* [WORK INSTRUCTION]: Please write out the listing below again in its exact form.

____

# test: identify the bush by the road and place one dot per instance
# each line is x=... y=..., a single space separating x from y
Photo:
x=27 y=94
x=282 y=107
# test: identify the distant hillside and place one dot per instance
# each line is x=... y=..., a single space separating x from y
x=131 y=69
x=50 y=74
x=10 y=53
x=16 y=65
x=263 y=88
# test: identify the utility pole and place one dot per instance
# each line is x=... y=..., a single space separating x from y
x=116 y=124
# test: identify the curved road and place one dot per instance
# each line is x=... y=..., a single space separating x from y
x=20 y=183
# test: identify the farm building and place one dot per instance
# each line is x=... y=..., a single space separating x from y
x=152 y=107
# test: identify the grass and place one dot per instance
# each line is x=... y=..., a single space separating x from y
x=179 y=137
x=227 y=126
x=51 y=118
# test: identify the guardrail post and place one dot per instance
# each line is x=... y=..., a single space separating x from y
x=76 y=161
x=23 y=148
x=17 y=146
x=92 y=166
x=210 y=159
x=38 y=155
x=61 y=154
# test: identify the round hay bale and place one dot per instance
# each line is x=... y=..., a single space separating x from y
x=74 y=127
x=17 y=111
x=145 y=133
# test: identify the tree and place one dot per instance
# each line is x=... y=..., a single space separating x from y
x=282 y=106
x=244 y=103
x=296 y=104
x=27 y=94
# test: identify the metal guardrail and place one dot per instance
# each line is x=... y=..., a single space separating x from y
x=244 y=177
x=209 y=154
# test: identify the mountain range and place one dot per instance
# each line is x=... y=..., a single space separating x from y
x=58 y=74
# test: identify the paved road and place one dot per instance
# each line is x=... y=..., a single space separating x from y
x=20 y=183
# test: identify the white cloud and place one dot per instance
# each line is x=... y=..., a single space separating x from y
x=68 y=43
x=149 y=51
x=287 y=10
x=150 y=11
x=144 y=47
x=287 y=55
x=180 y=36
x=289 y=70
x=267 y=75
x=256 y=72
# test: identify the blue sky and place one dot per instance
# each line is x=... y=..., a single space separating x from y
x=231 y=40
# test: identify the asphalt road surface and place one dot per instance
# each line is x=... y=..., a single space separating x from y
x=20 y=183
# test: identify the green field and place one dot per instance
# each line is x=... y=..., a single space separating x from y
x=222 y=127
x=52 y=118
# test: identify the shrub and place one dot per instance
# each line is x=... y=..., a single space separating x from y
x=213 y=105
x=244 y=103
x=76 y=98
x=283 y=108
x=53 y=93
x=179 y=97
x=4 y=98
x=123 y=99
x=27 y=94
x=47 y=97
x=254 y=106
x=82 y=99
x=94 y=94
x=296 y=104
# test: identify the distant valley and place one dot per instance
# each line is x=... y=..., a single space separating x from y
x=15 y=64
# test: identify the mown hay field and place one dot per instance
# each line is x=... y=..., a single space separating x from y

____

* [ANSWER TO THIS EXERCISE]:
# test: identify the bush by the road and place one dot per instance
# each line is x=... y=..., a single space separating x from y
Photo:
x=27 y=94
x=282 y=107
# test: identify the distant hillside and place one dot per instance
# each line is x=... y=..., a single space separating x from y
x=131 y=69
x=50 y=74
x=10 y=53
x=16 y=65
x=263 y=88
# test: identify the utility pole and place one dot per instance
# each line is x=... y=..., a single space separating x from y
x=116 y=124
# test: identify the curved road and place one dot per instance
# each line is x=... y=..., a single space separating x from y
x=20 y=183
# test: identify the farm building and place one dot per instance
# each line is x=... y=..., a single space separating x from y
x=152 y=107
# test: identify the grass and place one dot per instance
# each line is x=... y=..., a single space separating x from y
x=179 y=137
x=227 y=126
x=51 y=118
# test: identify the guardrail post and place one dot per instance
# each line is x=... y=..., a single space separating x from y
x=76 y=161
x=23 y=148
x=17 y=146
x=92 y=166
x=210 y=159
x=38 y=155
x=61 y=154
# test: identify the round hay bale and place one dot per instance
# each line is x=... y=..., a single space separating x from y
x=74 y=127
x=17 y=111
x=145 y=133
# test: identify the tree and place one dot per instance
# each line is x=... y=..., a single space separating x from y
x=282 y=106
x=244 y=103
x=296 y=104
x=27 y=94
# test: identify the metal guardrail and place one dot per instance
# each line is x=... y=..., a single space separating x from y
x=244 y=177
x=209 y=154
# test: identify the mountain range and place one dot per instance
# each line is x=... y=..., a single space separating x from y
x=58 y=74
# test: identify the paved road and place one dot per instance
# each line is x=... y=..., a single space separating x from y
x=20 y=183
# test: identify the white cloud and place one dot per instance
# each line is x=... y=..., a single space separating x from y
x=68 y=43
x=149 y=51
x=287 y=10
x=150 y=11
x=144 y=47
x=287 y=55
x=180 y=36
x=289 y=70
x=267 y=75
x=256 y=72
# test: identify the blue sky and place one dot per instance
# each line is x=... y=..., a single space separating x from y
x=231 y=40
# test: identify the asphalt road surface and place one dot per instance
# each line is x=... y=..., a single space separating x from y
x=20 y=183
# test: identify the green field and place one dot per instance
# each line is x=... y=..., a single space separating x from y
x=222 y=127
x=52 y=118
# test: identify the shrub and place one dot per instance
# each line is x=... y=..., a single space separating x from y
x=213 y=105
x=244 y=103
x=76 y=98
x=283 y=108
x=53 y=93
x=179 y=97
x=4 y=98
x=123 y=99
x=27 y=94
x=47 y=97
x=254 y=106
x=82 y=99
x=94 y=94
x=296 y=104
# test: identify the distant valley and place one dot per instance
# each line is x=... y=..., a single space separating x from y
x=15 y=64
# test: identify the mown hay field and place one dot per instance
# each line is x=... y=..., a single space separating x from y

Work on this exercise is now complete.